:: EXERCISE DETAILS ::
What is the count of lines in the records that include "fence"? Reply with that number alone.

======== RECORDS SHOWN

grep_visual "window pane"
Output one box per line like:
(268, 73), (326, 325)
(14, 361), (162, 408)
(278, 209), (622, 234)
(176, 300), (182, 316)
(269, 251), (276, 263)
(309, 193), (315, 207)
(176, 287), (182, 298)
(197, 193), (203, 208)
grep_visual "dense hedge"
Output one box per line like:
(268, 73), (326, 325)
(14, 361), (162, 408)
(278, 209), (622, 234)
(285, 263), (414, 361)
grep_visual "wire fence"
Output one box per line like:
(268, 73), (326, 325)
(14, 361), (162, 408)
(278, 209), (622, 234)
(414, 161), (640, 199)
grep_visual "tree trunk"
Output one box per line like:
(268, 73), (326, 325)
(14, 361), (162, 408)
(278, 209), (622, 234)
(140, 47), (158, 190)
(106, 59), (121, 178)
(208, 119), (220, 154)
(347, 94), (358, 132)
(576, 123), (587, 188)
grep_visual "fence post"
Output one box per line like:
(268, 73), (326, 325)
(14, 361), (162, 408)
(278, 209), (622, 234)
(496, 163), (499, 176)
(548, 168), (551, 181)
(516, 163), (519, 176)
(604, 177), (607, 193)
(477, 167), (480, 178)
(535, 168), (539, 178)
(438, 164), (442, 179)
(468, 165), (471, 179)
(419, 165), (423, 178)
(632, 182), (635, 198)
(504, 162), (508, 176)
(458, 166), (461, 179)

================

:: SOLUTION BELOW ::
2